» **REQUIRED ACTION**:
Take the line containing "should look like" and all lines after it to the end of the records, and output them exactly.

[[ RECORDS FOR THE EXERCISE, beginning ]]

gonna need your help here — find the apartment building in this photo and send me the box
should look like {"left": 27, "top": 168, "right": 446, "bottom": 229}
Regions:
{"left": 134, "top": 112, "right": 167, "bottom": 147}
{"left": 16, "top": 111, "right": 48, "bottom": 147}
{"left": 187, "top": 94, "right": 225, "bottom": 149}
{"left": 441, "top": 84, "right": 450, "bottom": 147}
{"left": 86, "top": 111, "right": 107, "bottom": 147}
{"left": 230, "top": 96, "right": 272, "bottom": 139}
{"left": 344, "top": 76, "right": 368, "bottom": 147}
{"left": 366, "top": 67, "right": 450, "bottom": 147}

[[ RECORDS FOR THE EXERCISE, end ]]

» **RESULT BELOW**:
should look like {"left": 27, "top": 168, "right": 446, "bottom": 229}
Regions:
{"left": 134, "top": 112, "right": 167, "bottom": 147}
{"left": 16, "top": 111, "right": 48, "bottom": 147}
{"left": 187, "top": 94, "right": 225, "bottom": 149}
{"left": 441, "top": 84, "right": 450, "bottom": 147}
{"left": 86, "top": 111, "right": 107, "bottom": 147}
{"left": 230, "top": 96, "right": 272, "bottom": 139}
{"left": 344, "top": 76, "right": 368, "bottom": 147}
{"left": 366, "top": 67, "right": 450, "bottom": 147}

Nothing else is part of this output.